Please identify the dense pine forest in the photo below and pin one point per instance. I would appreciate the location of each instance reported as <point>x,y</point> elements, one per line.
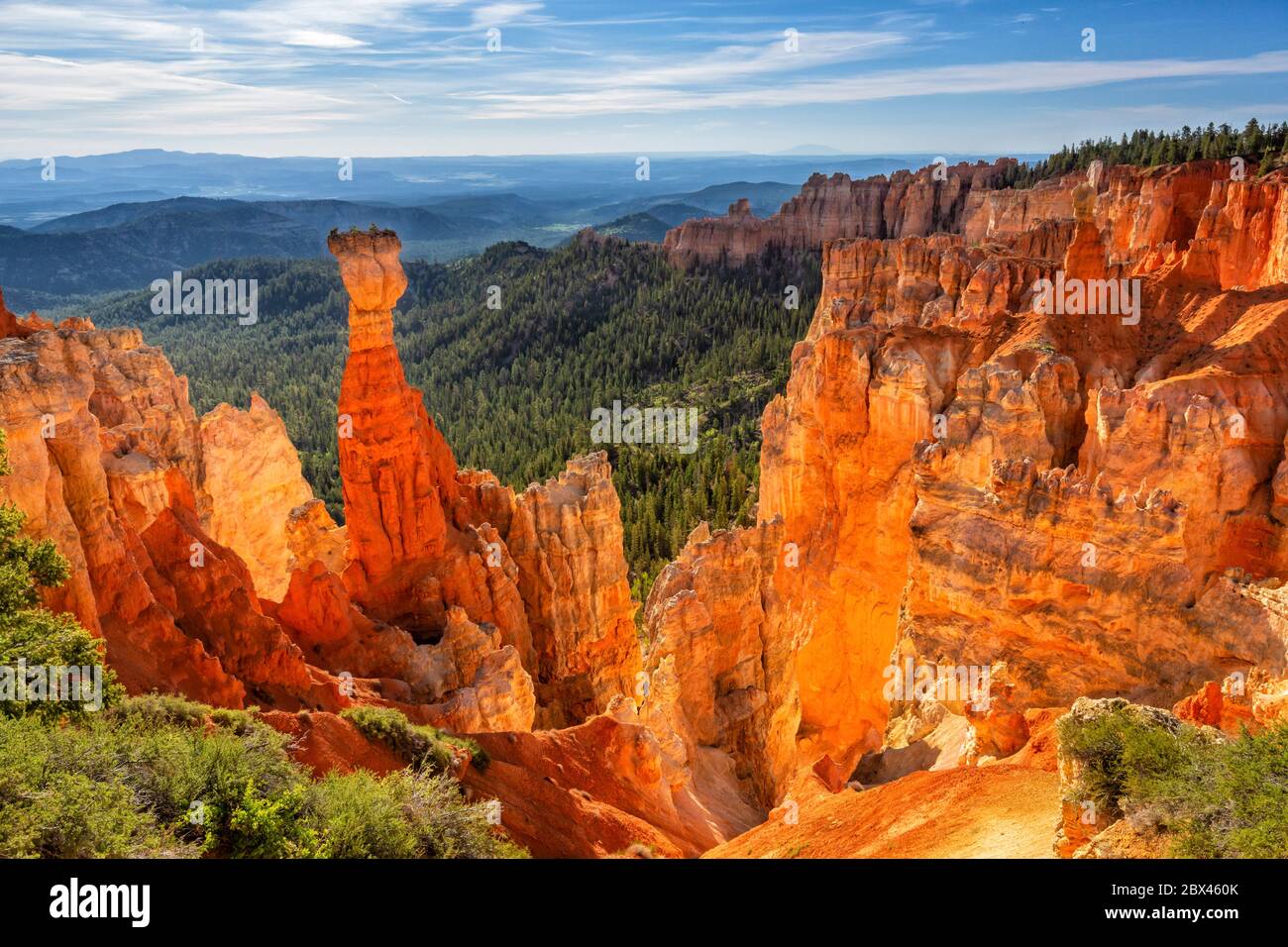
<point>513,386</point>
<point>1263,145</point>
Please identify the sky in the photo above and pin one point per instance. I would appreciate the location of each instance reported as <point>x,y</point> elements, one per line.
<point>407,77</point>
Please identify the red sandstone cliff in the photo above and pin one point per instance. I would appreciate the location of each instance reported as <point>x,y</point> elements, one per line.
<point>956,475</point>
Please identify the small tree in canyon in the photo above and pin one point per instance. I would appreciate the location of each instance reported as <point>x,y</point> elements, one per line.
<point>30,634</point>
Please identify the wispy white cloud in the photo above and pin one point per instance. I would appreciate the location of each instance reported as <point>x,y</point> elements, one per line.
<point>623,94</point>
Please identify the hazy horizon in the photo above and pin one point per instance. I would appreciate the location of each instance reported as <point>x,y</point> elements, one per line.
<point>511,77</point>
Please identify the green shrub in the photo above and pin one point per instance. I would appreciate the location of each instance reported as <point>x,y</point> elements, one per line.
<point>362,817</point>
<point>423,746</point>
<point>31,634</point>
<point>151,779</point>
<point>1215,797</point>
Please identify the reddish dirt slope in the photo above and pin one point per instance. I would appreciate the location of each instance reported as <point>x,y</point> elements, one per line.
<point>1004,810</point>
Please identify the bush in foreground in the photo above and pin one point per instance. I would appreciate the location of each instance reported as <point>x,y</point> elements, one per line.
<point>153,779</point>
<point>1215,797</point>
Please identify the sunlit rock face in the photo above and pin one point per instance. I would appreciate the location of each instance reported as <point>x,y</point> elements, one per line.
<point>398,474</point>
<point>108,462</point>
<point>932,200</point>
<point>248,457</point>
<point>1089,499</point>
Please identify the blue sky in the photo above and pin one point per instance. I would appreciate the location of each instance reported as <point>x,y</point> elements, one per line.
<point>372,77</point>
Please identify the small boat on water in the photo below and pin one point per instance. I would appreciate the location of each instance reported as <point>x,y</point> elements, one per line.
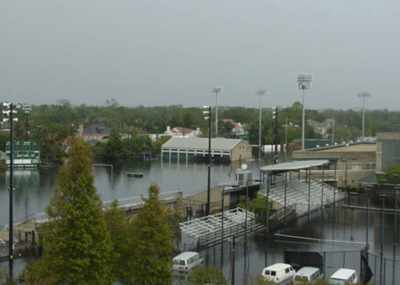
<point>134,174</point>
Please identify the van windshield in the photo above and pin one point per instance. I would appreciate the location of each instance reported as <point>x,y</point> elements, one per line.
<point>301,278</point>
<point>336,281</point>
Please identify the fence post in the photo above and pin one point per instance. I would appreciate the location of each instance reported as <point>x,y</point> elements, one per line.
<point>384,271</point>
<point>344,259</point>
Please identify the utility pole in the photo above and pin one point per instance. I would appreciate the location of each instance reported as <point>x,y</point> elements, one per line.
<point>10,114</point>
<point>275,117</point>
<point>207,116</point>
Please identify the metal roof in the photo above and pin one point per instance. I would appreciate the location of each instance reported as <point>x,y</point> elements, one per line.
<point>201,143</point>
<point>291,166</point>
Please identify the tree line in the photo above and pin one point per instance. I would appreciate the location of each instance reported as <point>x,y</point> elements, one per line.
<point>54,124</point>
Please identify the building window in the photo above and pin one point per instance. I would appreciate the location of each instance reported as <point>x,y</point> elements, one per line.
<point>356,166</point>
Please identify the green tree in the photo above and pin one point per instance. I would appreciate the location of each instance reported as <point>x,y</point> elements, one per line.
<point>150,261</point>
<point>114,146</point>
<point>209,275</point>
<point>76,241</point>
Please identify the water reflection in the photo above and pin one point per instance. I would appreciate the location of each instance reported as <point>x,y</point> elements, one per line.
<point>35,187</point>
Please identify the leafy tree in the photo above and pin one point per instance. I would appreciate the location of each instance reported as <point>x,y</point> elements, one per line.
<point>77,244</point>
<point>114,146</point>
<point>4,138</point>
<point>150,261</point>
<point>203,276</point>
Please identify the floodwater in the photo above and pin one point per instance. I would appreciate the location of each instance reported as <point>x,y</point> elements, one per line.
<point>346,227</point>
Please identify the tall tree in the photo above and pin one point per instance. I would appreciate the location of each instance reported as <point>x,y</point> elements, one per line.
<point>76,241</point>
<point>153,243</point>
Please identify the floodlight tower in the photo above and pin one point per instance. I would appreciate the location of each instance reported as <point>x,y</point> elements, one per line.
<point>260,93</point>
<point>216,90</point>
<point>363,95</point>
<point>207,116</point>
<point>303,83</point>
<point>27,108</point>
<point>9,116</point>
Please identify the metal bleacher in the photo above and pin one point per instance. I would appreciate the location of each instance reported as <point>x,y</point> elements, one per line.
<point>300,193</point>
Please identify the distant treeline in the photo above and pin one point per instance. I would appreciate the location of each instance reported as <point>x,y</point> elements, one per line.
<point>53,124</point>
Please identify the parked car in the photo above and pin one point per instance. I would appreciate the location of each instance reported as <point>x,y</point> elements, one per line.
<point>343,276</point>
<point>307,275</point>
<point>185,261</point>
<point>279,273</point>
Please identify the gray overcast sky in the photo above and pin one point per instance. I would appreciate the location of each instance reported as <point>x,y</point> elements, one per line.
<point>169,52</point>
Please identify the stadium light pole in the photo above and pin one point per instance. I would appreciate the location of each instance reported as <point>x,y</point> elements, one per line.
<point>10,113</point>
<point>207,116</point>
<point>303,83</point>
<point>27,108</point>
<point>260,93</point>
<point>216,90</point>
<point>363,95</point>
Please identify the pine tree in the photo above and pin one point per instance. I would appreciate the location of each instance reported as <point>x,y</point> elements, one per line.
<point>152,239</point>
<point>76,241</point>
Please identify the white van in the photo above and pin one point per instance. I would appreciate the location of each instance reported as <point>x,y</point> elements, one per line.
<point>186,261</point>
<point>279,273</point>
<point>307,275</point>
<point>343,276</point>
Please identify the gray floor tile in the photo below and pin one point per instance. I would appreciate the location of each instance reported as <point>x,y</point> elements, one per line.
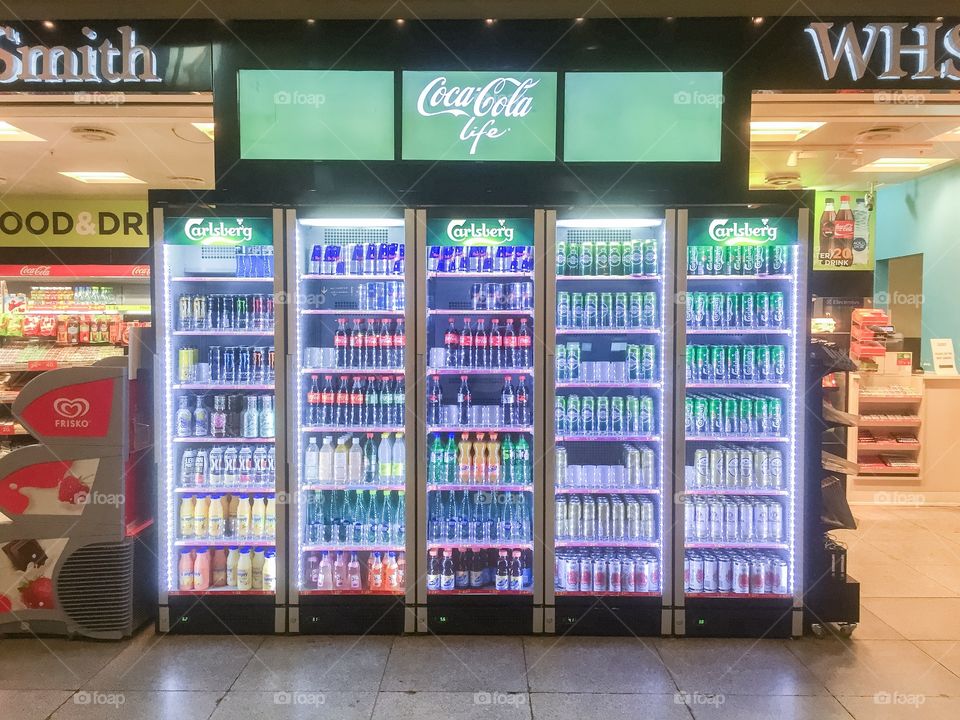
<point>737,667</point>
<point>590,664</point>
<point>314,664</point>
<point>178,662</point>
<point>481,705</point>
<point>138,705</point>
<point>868,667</point>
<point>577,706</point>
<point>781,707</point>
<point>31,704</point>
<point>283,705</point>
<point>454,663</point>
<point>52,663</point>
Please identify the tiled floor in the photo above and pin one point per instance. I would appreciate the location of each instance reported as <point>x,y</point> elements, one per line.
<point>902,662</point>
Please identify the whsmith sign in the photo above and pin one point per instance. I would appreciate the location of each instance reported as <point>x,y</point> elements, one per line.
<point>925,50</point>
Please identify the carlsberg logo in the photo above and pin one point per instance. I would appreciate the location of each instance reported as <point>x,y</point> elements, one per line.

## WHAT TO PRODUCE
Rewrite the data above from the line with "Please identify the metal bleacher" to the line with "<point>169,52</point>", both included, and multiply every x and y coordinate in the answers by 1.5, rounding to whole numbers with halves going up. Keep all other text unchanged and output only those lines.

## OUTPUT
Please identify the metal bleacher in the photo above and pin one point per instance. I would appreciate the location of each instance reported as <point>x,y</point> elements, one per line.
<point>450,290</point>
Please identify the distant treeline in the photo above and pin one point per instance. I would appreciate the location of each instance reported as <point>x,y</point> elements, one per line.
<point>80,186</point>
Please identify the parked car in the photo above and pin one point per instance. I would appreciate the location of each instance reported as <point>x,y</point> elements, one per line.
<point>515,414</point>
<point>461,413</point>
<point>278,392</point>
<point>419,410</point>
Please identify the gray overcast sky in the photo above and pin one point per instance. I would appreciate the location of each instance reported as <point>x,y</point> elements, one per line.
<point>254,78</point>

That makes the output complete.